[Opening DATA EXTRACT section]
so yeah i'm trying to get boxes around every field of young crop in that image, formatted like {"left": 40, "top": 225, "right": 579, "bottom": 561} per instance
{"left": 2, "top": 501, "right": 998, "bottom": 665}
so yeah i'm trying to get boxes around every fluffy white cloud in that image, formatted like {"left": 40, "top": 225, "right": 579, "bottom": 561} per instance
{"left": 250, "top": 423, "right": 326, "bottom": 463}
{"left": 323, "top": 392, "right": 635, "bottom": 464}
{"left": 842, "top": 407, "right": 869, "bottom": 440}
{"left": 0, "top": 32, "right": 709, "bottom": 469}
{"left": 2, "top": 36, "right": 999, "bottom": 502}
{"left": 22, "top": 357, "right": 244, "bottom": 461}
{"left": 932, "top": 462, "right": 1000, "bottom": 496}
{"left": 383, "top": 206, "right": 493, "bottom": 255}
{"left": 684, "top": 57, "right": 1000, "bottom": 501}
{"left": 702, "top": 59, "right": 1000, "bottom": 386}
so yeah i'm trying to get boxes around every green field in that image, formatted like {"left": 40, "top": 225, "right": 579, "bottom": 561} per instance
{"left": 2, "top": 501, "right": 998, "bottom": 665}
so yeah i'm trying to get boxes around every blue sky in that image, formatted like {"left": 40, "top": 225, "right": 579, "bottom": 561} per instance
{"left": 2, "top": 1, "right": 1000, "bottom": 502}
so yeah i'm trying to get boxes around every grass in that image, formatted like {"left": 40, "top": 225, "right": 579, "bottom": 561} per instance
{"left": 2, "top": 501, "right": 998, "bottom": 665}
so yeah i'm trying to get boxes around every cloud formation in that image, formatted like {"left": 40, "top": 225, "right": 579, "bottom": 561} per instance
[Closing DATA EXTRACT section]
* **GOAL OF THE EXERCISE**
The records above need copying. Do it exactly.

* **YOUR RESPONSE**
so yeah i'm trying to get boxes around every field of young crop in that image, formatted like {"left": 40, "top": 225, "right": 579, "bottom": 561} per instance
{"left": 2, "top": 501, "right": 998, "bottom": 665}
so yeah i'm trying to get boxes around every fluffy white cloud in that image, formatted like {"left": 40, "top": 225, "right": 579, "bottom": 561} per instance
{"left": 250, "top": 423, "right": 326, "bottom": 463}
{"left": 323, "top": 392, "right": 635, "bottom": 464}
{"left": 842, "top": 407, "right": 869, "bottom": 440}
{"left": 0, "top": 32, "right": 709, "bottom": 469}
{"left": 2, "top": 36, "right": 999, "bottom": 502}
{"left": 22, "top": 357, "right": 244, "bottom": 461}
{"left": 932, "top": 462, "right": 1000, "bottom": 496}
{"left": 383, "top": 206, "right": 493, "bottom": 255}
{"left": 684, "top": 57, "right": 1000, "bottom": 501}
{"left": 702, "top": 59, "right": 1000, "bottom": 386}
so yeah i'm trying to get boxes around every green field in that image, formatted like {"left": 40, "top": 225, "right": 579, "bottom": 561} per instance
{"left": 2, "top": 501, "right": 998, "bottom": 665}
so yeah i'm trying to get boxes around every blue sky in that image, formatted like {"left": 40, "top": 225, "right": 579, "bottom": 561} per instance
{"left": 2, "top": 1, "right": 1000, "bottom": 502}
so yeah i'm trying to get boxes around every grass in that image, formatted like {"left": 40, "top": 225, "right": 579, "bottom": 561} per instance
{"left": 2, "top": 501, "right": 998, "bottom": 665}
so yeah i'm trying to get boxes around every cloud formation in that image, formatted like {"left": 40, "top": 225, "right": 579, "bottom": 561} per instance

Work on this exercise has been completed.